* Begin DOCUMENT EXCERPT *

Production-cost cross-subsidization results from A. allocating indirect costs to multiple products. B. assigning traced costs to each product. C. assigning costs to different products using varied costing systems within the same organization. D. assigning broadly averaged costs across multiple products without recognizing amounts of resources used by which products.

D. assigning broadly averaged costs across multiple products without recognizing amounts of resources used by which products.

When the high-low method is used to estimate a cost function, the variable cost per unit is found by A. performing regression analysis on the associated cost and cost driver database. B. subtracting the fixed cost per unit from the total cost per unit based on either the highest or lowest observation of the cost driver. C. dividing the difference between the highest and lowest observations of the cost driver by the difference between costs associated with the highest and lowest observations of the cost driver. D. dividing the difference between costs associated with the highest and lowest observations of the cost driver by the difference between the highest and lowest observations of the cost driver.

D. dividing the difference between costs associated with the highest and lowest observations of the cost driver by the difference between the highest and lowest observations of the cost driver.

The cost of printer paper on a college campus would be a direct cost to the college but would need to be allocated as an indirect cost to A. departments. B. buildings. C. schools. D. individual student instruction.

D. individual student instruction.

A company that manufactures dentures for use by local dentists would use A. process costing. B. personal costing. C. operations costing. D. job costing.

D. job costing.

Inventoriable costs are A. only purchased goods for resale. B. a category of costs used only for manufacturing companies. C. recorded as expenses when incurred and later reclassified as assets. D. recorded as assets when incurred.

D. recorded as assets when incurred.

One way for managers to cope with uncertainty in profit planning is to A. use CVP analysis because it assumes certainty. B. recommend management hire a futurist whose work is to predict business trends. C. wait to see what does happen and prepare a report based on actual amounts. D. use sensitivity analysis to explore various what-if scenarios in order to analyze changes in revenues or costs or quantities.

* End DOCUMENT EXCERPT *
* Begin DATA EXTRACT *

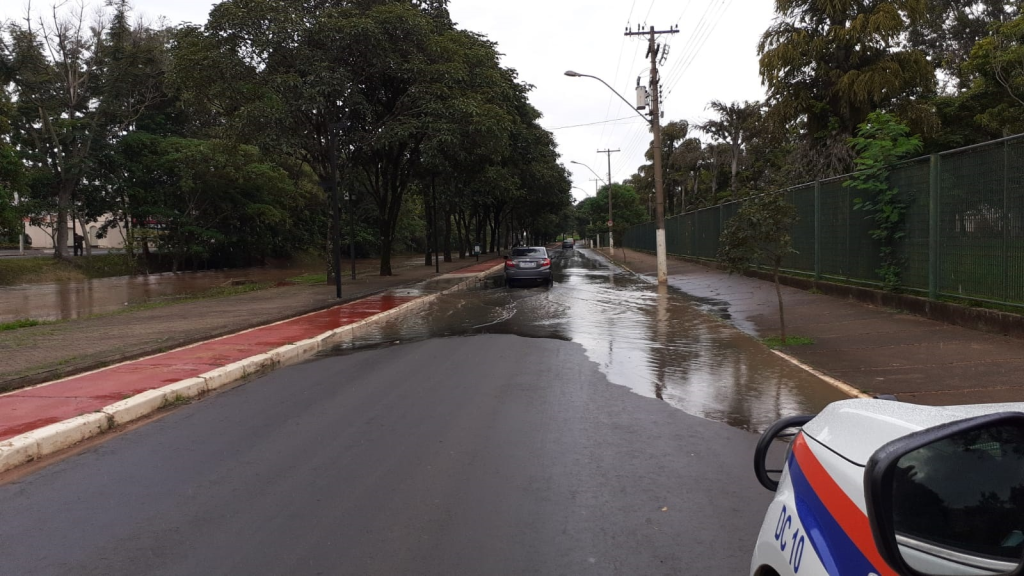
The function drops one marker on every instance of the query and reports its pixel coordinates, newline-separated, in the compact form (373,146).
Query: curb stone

* End DATA EXTRACT *

### SET PROBLEM
Write a three-sentence summary of the accounting quiz. The data comes from a separate source.

### THE REPLY
Production-cost cross-subsidization results from assigning broadly averaged costs across multiple products without recognizing the amounts of resources each product uses. Under the high-low method, the variable cost per unit is found by dividing the difference between the costs at the highest and lowest observations of the cost driver by the difference between those observations. A college's printer paper would be allocated as an indirect cost to individual student instruction, a company making dentures for local dentists would use job costing, and inventoriable costs are recorded as assets when incurred.